◆ **What this task involves**
Give again every line from the one with "Target: tent fabric" through the last line of the data, exactly, and leave out the lines before it.

◆ **The data**

• • • • • • •

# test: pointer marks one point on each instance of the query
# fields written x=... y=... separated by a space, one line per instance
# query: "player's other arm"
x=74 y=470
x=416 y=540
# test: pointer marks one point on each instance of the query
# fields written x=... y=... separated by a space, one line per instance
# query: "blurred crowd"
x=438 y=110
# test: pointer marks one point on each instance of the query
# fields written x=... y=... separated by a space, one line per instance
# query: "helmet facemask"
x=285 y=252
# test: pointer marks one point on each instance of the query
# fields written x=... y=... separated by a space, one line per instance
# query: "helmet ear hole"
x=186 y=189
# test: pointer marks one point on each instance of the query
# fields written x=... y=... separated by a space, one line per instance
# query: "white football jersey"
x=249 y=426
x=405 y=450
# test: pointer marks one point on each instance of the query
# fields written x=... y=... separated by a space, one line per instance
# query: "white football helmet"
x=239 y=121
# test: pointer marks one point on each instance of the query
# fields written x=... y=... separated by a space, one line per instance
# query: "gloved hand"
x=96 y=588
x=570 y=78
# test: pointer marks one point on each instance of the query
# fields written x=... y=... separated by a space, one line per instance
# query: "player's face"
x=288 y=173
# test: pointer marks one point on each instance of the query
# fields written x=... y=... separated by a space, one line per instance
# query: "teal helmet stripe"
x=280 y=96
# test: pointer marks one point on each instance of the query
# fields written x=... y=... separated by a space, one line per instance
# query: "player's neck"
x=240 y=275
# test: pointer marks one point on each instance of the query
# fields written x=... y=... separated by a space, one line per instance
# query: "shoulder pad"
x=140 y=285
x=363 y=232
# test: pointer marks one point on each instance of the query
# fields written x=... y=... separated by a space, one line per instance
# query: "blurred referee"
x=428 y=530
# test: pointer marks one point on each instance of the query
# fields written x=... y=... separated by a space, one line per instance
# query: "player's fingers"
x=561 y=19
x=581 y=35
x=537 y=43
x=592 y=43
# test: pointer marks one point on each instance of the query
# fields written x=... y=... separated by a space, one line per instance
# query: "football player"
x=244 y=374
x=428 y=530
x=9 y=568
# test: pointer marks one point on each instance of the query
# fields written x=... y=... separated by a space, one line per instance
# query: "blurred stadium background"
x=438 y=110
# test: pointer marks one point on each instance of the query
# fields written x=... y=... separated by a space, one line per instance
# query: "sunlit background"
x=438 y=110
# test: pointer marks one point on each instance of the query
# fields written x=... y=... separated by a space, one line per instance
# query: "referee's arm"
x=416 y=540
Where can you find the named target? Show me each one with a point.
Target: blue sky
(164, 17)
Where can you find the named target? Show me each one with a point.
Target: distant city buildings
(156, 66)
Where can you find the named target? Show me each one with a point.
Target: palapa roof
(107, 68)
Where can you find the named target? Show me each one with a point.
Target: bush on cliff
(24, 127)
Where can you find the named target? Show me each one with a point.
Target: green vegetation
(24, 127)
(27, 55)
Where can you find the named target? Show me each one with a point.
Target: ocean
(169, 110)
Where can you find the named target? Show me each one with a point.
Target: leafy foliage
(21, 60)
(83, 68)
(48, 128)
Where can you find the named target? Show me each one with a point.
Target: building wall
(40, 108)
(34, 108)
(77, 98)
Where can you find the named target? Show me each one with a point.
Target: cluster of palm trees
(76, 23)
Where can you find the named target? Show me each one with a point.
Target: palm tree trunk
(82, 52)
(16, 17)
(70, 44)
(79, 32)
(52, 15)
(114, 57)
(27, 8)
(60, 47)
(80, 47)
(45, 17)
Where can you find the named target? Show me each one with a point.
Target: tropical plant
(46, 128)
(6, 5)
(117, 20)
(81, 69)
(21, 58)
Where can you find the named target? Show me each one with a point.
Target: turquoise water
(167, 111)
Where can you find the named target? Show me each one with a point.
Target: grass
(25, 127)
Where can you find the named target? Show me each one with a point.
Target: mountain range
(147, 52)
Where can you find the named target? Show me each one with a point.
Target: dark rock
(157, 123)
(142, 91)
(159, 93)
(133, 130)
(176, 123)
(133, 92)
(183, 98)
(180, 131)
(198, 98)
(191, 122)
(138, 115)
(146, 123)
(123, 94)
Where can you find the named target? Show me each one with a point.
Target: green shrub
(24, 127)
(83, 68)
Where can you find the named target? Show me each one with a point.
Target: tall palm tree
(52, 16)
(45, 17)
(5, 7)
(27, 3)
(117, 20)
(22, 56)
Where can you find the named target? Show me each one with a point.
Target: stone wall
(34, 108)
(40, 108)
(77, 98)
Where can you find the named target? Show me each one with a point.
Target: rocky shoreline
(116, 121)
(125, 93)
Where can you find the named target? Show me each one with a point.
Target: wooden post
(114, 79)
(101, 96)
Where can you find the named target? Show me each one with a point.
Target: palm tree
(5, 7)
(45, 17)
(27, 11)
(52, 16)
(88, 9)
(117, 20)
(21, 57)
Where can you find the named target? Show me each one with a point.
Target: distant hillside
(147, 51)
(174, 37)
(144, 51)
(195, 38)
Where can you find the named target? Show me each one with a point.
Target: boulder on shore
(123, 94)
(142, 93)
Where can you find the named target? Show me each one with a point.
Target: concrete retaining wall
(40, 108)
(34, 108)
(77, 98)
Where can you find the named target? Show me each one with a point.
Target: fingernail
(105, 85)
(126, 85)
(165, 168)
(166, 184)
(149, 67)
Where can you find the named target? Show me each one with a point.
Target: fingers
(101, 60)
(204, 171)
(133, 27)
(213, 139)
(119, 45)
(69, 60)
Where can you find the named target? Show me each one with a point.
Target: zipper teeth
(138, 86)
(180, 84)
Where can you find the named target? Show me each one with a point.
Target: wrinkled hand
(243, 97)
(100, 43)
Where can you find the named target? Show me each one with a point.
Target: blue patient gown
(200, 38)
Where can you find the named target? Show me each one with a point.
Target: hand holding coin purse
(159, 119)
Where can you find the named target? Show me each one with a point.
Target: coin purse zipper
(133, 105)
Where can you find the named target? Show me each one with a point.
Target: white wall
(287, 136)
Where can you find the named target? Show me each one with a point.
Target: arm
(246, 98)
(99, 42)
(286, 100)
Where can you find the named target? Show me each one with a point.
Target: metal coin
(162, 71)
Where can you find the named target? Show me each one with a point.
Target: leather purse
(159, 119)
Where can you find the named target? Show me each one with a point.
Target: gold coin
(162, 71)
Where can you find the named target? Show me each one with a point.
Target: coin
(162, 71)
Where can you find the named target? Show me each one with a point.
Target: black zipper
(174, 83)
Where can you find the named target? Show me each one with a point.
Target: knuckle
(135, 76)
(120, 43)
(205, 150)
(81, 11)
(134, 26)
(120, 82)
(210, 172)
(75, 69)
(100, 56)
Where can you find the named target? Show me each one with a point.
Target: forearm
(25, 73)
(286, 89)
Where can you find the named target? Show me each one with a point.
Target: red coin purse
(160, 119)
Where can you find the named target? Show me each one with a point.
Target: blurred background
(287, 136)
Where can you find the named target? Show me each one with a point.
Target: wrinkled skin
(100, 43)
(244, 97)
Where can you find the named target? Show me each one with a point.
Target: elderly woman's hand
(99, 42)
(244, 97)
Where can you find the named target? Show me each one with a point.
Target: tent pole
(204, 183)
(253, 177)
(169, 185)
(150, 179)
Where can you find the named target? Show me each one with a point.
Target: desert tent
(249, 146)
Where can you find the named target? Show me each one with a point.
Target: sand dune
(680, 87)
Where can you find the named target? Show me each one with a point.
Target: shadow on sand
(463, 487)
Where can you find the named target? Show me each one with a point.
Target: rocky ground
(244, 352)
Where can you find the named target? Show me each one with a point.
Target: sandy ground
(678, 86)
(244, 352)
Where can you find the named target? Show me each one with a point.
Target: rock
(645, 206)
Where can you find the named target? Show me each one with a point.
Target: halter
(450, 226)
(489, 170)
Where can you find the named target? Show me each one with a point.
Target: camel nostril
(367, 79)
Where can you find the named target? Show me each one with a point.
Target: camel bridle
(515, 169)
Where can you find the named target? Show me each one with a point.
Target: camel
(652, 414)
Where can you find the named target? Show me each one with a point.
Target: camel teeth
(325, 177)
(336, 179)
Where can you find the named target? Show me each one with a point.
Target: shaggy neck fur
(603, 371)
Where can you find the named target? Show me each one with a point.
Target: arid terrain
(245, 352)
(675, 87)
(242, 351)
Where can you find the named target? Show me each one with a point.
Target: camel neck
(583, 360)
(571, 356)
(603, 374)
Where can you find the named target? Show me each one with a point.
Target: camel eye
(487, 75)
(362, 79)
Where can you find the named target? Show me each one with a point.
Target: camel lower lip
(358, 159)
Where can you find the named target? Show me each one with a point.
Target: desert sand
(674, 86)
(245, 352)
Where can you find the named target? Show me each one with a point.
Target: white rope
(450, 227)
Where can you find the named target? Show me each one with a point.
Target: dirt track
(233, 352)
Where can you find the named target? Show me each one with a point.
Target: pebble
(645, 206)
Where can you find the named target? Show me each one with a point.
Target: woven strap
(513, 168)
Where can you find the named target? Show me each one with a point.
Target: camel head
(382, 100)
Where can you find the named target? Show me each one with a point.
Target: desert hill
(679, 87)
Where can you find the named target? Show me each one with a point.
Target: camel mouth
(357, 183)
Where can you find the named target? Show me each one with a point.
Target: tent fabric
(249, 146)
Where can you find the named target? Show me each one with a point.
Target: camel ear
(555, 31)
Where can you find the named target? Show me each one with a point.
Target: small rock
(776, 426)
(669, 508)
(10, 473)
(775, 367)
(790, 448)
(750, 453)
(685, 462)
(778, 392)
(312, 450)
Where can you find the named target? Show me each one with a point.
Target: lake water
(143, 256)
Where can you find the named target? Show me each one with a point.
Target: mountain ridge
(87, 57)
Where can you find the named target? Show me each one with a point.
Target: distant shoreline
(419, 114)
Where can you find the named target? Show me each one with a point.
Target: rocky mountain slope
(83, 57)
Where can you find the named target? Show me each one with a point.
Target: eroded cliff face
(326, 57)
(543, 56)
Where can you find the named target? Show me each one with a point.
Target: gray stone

• • • • • • •

◆ **Output for this task**
Target: tent fabric
(249, 146)
Where can you find the named target? Show me each one with a point.
Target: camel ear
(555, 31)
Where can you find the named target? Show me each one with a point.
Target: small rock
(776, 426)
(669, 508)
(10, 473)
(775, 367)
(790, 448)
(750, 453)
(685, 462)
(778, 392)
(312, 450)
Where can you find the named target? Show me each one with a point.
Target: lake water
(143, 256)
Where can you find the named target? Show me each one with a point.
Target: mountain ridge
(87, 57)
Where can you find the named target? Show me each one with a point.
Target: distant shoreline
(419, 114)
Where can you find the named target? Show me each one with a point.
Target: rocky mountain slope
(83, 57)
Where can you find the named target? Show me each one with a point.
Target: eroded cliff face
(326, 57)
(543, 56)
Where can you find the named target? Show me each one with a point.
Target: gray stone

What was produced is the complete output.